AUFGABEN -
**a)** Warum zweifelt y0dA in der Diskussion über die Wahl der IDE an der Eclipse IDE for Java EE Developers? Erkläre es in ein bis drei Sätzen.
**b)** Auf welcher Eclipse-Version basiert laut dem Textauszug die Springsource Tool Suite?
**c)** Knüpfe an die Diskussion über die Wahl der IDE an und schreibe sie nach dem letzten Satz weiter.

TEXTAUSZUG -
+--

# Welche IDE benutzen



## y0dA (30. Jun 2010)

Hi!

Ab kommenden Monat geht es bei uns wieder mit einem neuen Projekt(Webprojekt!) los und hierbei haben wir freie Hand was kostenfreie IDEs anbelangt  .

Was ich an Plugins für die Entwicklung benötige:
-> SVN
->Maven
->STS

Nun stehen folgende IDEs zur Auswahl:
-)Springsource Tool Suite (basiert auch auf Eclipse 3.5.)
-)Eclipse IDE for Java EE Developers (ist glaube ich schon 3.6. - und hierbei gibts wohl noch keine STS Unsterstützung oder ein funktionierendes Maven Plugin?)
-)Eclipse 3.5

Primär geht es mir um folgende Fragen:
-) Hat die STS IDE alles was ich für ein Webprojekt benötige? Eventuell überfüllt?
-) Eclipse 3.6. wäre das Neueste aber hat hierfür jemand das STS Plugin zum Laufen gebracht oder das Maven Plugin?


----------



## ARadauer (30. Jun 2010)

Ich würde jetzt noch nicht auf die 3.6 setzen. Wozu auch, gibts irgend ein Feature das du unbedingt benötigst?
Lieber noch einwenig warten...

+--

BEREITGESTELLTE DATEN -
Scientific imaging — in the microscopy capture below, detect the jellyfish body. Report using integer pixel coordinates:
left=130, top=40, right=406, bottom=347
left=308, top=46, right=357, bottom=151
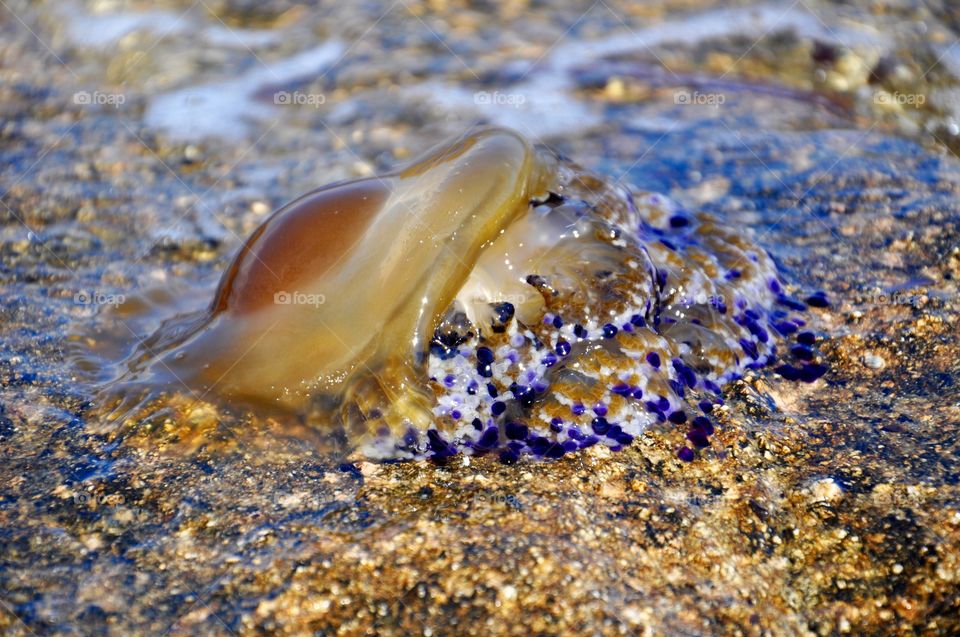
left=118, top=128, right=824, bottom=461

+--

LÖSUNGEN -
**a)** y0dA vermutet, dass sie bereits auf Eclipse 3.6 basiert. Dafür gebe es womöglich noch keine STS-Unterstützung und kein funktionierendes Maven-Plugin, obwohl beides für das Projekt benötigt wird.

**b)** Auf Eclipse 3.5.

**c)**
zu STS kann ich nichts sagen, hab ich noch nie ausprobiert...


----------



## y0dA (30. Jun 2010)

Hmpf, anscheinend gibts beim Eclipse 3.5 auch Probleme mit dem STS Plugin... irgendwas von wegen Mylyn fehlt ihm da..kotzen..

STS IDE kommt mir langsamer vor als das Eclipse.


----------



## @x.l (30. Jun 2010)

y0dA hat gesagt.:


> STS IDE kommt mir langsamer vor als das Eclipse.



Das mag evtl. an den Servern liegen die die STS mitbringt. Wenn du was mit Spring machen willst, dann ist die STS doch das richtige - da haste alles dabei was du brauchst.

Und wie ARadauer schon sagt: Helios ist aktuell kein Muss.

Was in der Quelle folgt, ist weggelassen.